-- Selected passage follows --

Looking at the bottom two rows of the table, Logic Architecture and Memory, this is easy to understand: logic and memory, the two main module categories of digital circuits. This memory refers to on-chip static memory, not external DDR. What does uLVT mean? It stands for UltraLowVoltageThreshold, referring to the use of an ultra-low voltage threshold for the standard logic cell. Low voltage is certainly good for dynamic power consumption, but the leakage current of this standard cell is also very high, logarithmically related to the frequency. That is, for every tenfold increase in leakage current, the maximum frequency only increases by log10%. The backend can set a constraint for EDA tools, such as only using uLVT for no more than 1% of the critical path logic circuits that need to boost frequency, while using LVT, SVT, or HVT (voltage increases sequentially, leakage current decreases) for the rest, to reduce overall leakage current.

For dynamic power consumption, the backend can also customize the source and drain lengths of the transistor. The narrower the drain, the greater the current and the higher the leakage current. Correspondingly, the highest frequency can be reached. Therefore, we sometimes see parameters like uLVTC16 and LVTC24, where C refers to Channel Length.

-- Selected passage concluded --
-- Information shown follows --

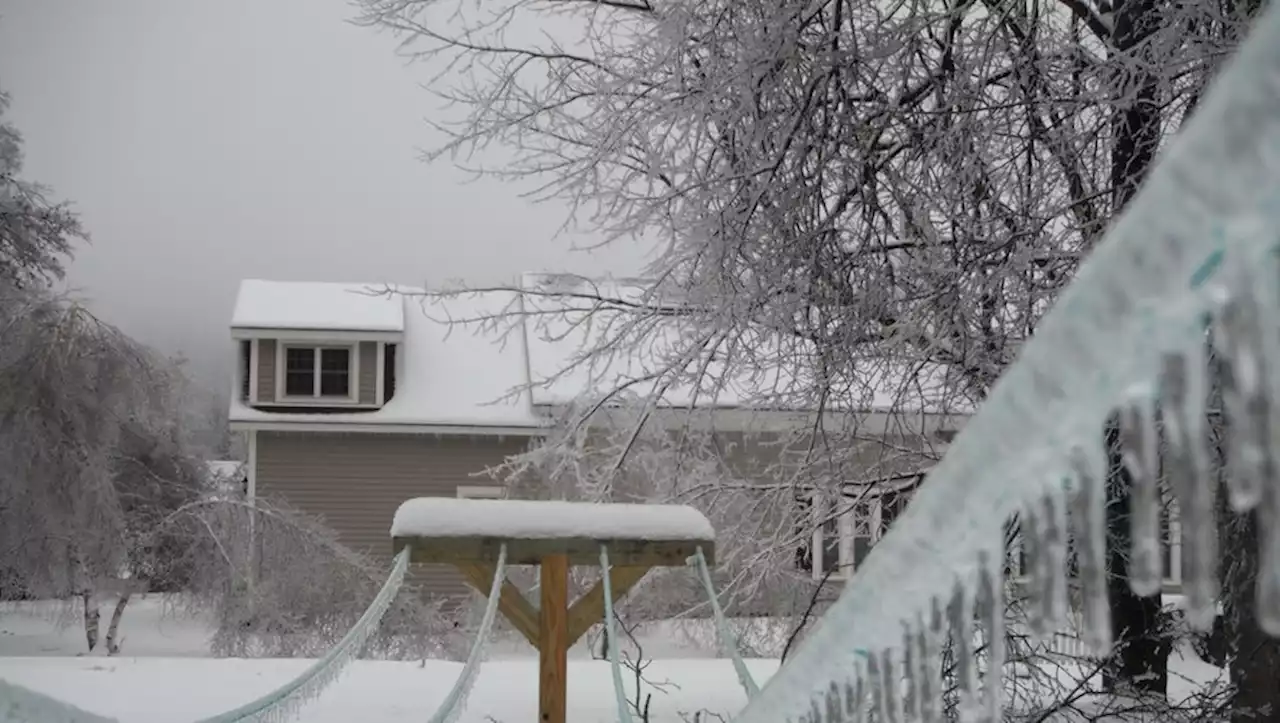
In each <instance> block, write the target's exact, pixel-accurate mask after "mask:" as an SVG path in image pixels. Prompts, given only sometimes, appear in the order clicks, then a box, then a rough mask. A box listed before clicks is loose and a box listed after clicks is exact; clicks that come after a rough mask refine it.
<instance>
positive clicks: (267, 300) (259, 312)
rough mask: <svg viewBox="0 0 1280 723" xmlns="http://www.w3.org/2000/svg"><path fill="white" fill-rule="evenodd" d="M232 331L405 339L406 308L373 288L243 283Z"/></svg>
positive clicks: (235, 313) (233, 321)
mask: <svg viewBox="0 0 1280 723" xmlns="http://www.w3.org/2000/svg"><path fill="white" fill-rule="evenodd" d="M232 329H246V330H248V329H260V330H265V329H288V330H298V331H383V333H387V331H390V333H403V331H404V302H403V299H402V298H401V297H399V296H397V294H390V293H387V289H385V287H378V285H374V284H340V283H324V282H268V280H262V279H246V280H243V282H241V288H239V293H238V294H237V297H236V311H234V312H233V314H232Z"/></svg>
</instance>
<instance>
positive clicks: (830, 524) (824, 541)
mask: <svg viewBox="0 0 1280 723" xmlns="http://www.w3.org/2000/svg"><path fill="white" fill-rule="evenodd" d="M838 568H840V521H838V520H828V521H827V522H824V523H823V525H822V571H823V572H831V571H833V569H835V571H837V572H838Z"/></svg>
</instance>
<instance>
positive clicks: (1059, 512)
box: [1020, 493, 1068, 641]
mask: <svg viewBox="0 0 1280 723" xmlns="http://www.w3.org/2000/svg"><path fill="white" fill-rule="evenodd" d="M1025 514H1027V518H1028V521H1027V523H1025V525H1023V526H1021V527H1020V530H1021V534H1023V540H1024V541H1025V543H1024V544H1027V552H1028V559H1029V562H1030V571H1029V572H1030V605H1029V610H1028V613H1029V616H1028V618H1029V619H1028V623H1029V624H1030V632H1032V635H1033V636H1034V637H1036V639H1037V640H1041V641H1043V640H1047V639H1050V637H1051V636H1052V635H1053V632H1056V631H1057V630H1059V628H1060V627H1061V624H1062V621H1064V619H1065V618H1066V536H1068V532H1066V505H1065V504H1064V503H1062V502H1061V500H1060V499H1059V497H1057V495H1056V494H1052V493H1051V494H1047V495H1044V498H1043V499H1041V500H1039V503H1038V504H1033V505H1032V509H1030V511H1029V512H1027V513H1025Z"/></svg>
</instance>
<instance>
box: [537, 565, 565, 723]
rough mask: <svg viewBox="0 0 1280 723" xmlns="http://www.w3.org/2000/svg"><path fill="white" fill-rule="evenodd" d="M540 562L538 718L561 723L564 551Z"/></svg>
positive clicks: (564, 688)
mask: <svg viewBox="0 0 1280 723" xmlns="http://www.w3.org/2000/svg"><path fill="white" fill-rule="evenodd" d="M541 562H543V567H541V585H540V587H541V605H540V607H539V623H540V624H539V631H538V637H539V640H540V641H541V645H540V646H539V649H538V653H539V658H538V678H539V679H538V713H539V715H538V720H539V723H564V715H566V711H567V709H568V700H567V697H568V555H563V554H561V555H548V557H547V558H544V559H543V560H541Z"/></svg>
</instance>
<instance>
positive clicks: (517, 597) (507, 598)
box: [457, 564, 539, 648]
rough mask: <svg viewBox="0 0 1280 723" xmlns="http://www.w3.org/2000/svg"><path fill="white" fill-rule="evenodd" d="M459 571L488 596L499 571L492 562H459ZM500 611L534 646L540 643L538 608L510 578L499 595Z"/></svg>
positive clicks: (499, 610)
mask: <svg viewBox="0 0 1280 723" xmlns="http://www.w3.org/2000/svg"><path fill="white" fill-rule="evenodd" d="M457 568H458V572H461V573H462V577H465V578H466V581H467V582H470V584H471V586H472V587H475V589H476V591H479V592H480V595H483V596H485V598H488V596H489V590H490V587H492V586H493V576H494V573H495V572H497V571H495V568H494V567H493V566H492V564H458V566H457ZM498 612H500V613H502V617H504V618H507V621H508V622H511V624H512V627H515V628H516V630H517V631H518V632H520V635H522V636H525V640H527V641H529V644H530V645H532V646H534V648H539V645H538V624H539V623H538V609H536V608H534V607H532V605H531V604H530V603H529V600H527V599H526V598H525V595H524V594H522V592H521V591H520V589H518V587H516V585H515V584H513V582H512V581H509V580H503V581H502V591H500V592H499V595H498Z"/></svg>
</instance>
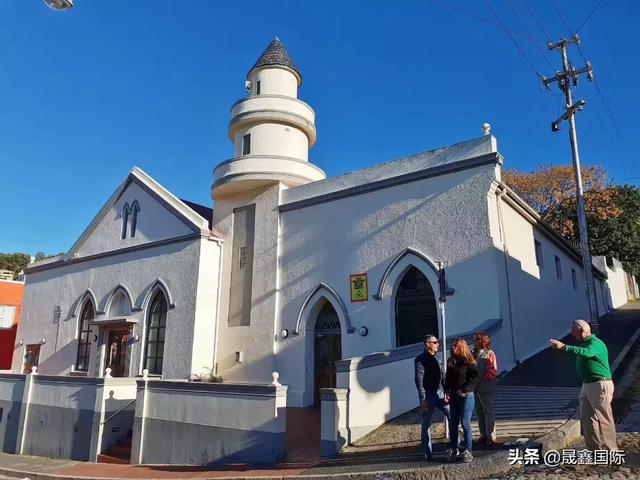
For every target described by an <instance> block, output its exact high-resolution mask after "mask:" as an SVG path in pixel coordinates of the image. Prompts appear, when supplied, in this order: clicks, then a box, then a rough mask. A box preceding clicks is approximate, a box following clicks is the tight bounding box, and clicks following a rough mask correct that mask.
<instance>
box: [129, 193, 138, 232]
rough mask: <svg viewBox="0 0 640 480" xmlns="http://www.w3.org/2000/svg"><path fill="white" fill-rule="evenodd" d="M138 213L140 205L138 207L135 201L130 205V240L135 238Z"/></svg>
mask: <svg viewBox="0 0 640 480" xmlns="http://www.w3.org/2000/svg"><path fill="white" fill-rule="evenodd" d="M139 211H140V205H138V201H137V200H135V201H134V202H133V204H132V205H131V230H130V231H129V235H130V236H131V238H133V237H135V236H136V227H137V226H138V212H139Z"/></svg>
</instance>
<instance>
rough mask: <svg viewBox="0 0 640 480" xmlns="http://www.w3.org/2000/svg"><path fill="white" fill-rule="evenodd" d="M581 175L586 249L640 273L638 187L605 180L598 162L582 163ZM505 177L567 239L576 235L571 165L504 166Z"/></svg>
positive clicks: (639, 238) (518, 194) (514, 188)
mask: <svg viewBox="0 0 640 480" xmlns="http://www.w3.org/2000/svg"><path fill="white" fill-rule="evenodd" d="M582 176H583V183H584V187H585V210H586V215H587V224H588V227H589V228H588V230H589V249H590V251H591V254H592V255H606V256H607V257H616V258H617V259H618V260H620V261H621V262H623V263H624V265H625V270H626V271H627V272H629V273H631V274H632V275H636V276H637V275H640V189H638V188H637V187H633V186H630V185H624V186H617V185H610V184H608V182H607V176H606V172H605V171H604V169H603V168H602V167H600V166H597V165H596V166H593V167H585V168H584V169H583V170H582ZM504 179H505V182H506V183H507V185H509V186H510V187H511V188H513V189H514V190H515V191H516V193H518V195H520V196H521V197H522V198H523V199H524V200H525V201H526V202H527V203H529V205H531V206H532V207H533V208H534V209H536V210H537V211H538V213H539V214H540V216H541V217H542V218H543V219H544V220H545V221H547V222H548V223H549V224H550V225H551V226H552V227H554V228H555V229H556V230H557V231H558V232H559V233H560V234H562V235H563V236H564V237H565V238H566V239H568V240H577V239H578V238H579V233H578V213H577V207H576V200H575V181H574V180H573V169H572V168H571V167H570V166H545V167H539V168H538V169H536V170H535V171H533V172H519V171H517V170H506V171H505V172H504Z"/></svg>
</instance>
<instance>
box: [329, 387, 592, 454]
mask: <svg viewBox="0 0 640 480" xmlns="http://www.w3.org/2000/svg"><path fill="white" fill-rule="evenodd" d="M579 393H580V388H575V387H532V386H516V385H496V393H495V397H494V412H495V417H496V433H497V435H498V441H499V442H508V441H513V440H516V439H518V438H522V437H526V438H529V439H536V438H539V437H541V436H542V435H544V434H546V433H549V432H550V431H552V430H554V429H555V428H557V427H559V426H560V425H562V424H563V423H564V422H566V421H567V419H568V418H569V417H570V416H571V415H572V414H573V412H574V411H575V409H576V407H577V405H578V395H579ZM421 422H422V413H421V412H420V409H418V408H416V409H414V410H411V411H410V412H407V413H405V414H404V415H401V416H399V417H396V418H394V419H392V420H390V421H388V422H387V423H385V424H384V425H381V426H380V427H378V428H377V429H376V430H374V431H373V432H370V433H368V434H367V435H365V436H364V437H362V438H360V439H358V440H357V441H356V442H354V444H353V445H348V446H345V447H344V448H343V449H342V452H341V455H340V456H341V457H343V458H346V457H353V456H354V455H367V456H380V455H397V454H413V453H415V452H416V449H417V448H418V446H419V445H420V424H421ZM471 424H472V430H473V435H474V437H475V438H478V437H479V435H480V433H479V431H478V422H477V421H476V419H475V412H474V416H473V419H472V422H471ZM431 430H432V434H433V439H434V442H435V443H441V445H442V446H439V447H436V448H446V446H444V445H445V444H446V440H445V435H444V417H443V416H442V414H441V413H440V412H439V411H438V410H436V412H435V413H434V424H433V426H432V429H431ZM475 448H477V449H478V448H481V447H480V446H476V447H475Z"/></svg>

-- Information shown concluded --

Directions for this task:
Transcribe the passage on standard logic cells word for word, starting at "For dynamic power consumption, the" and ending at "to Channel Length.".

Solution to this exercise:
For dynamic power consumption, the backend can also customize the source and drain lengths of the transistor. The narrower the drain, the greater the current and the higher the leakage current. Correspondingly, the highest frequency can be reached. Therefore, we sometimes see parameters like uLVTC16 and LVTC24, where C refers to Channel Length.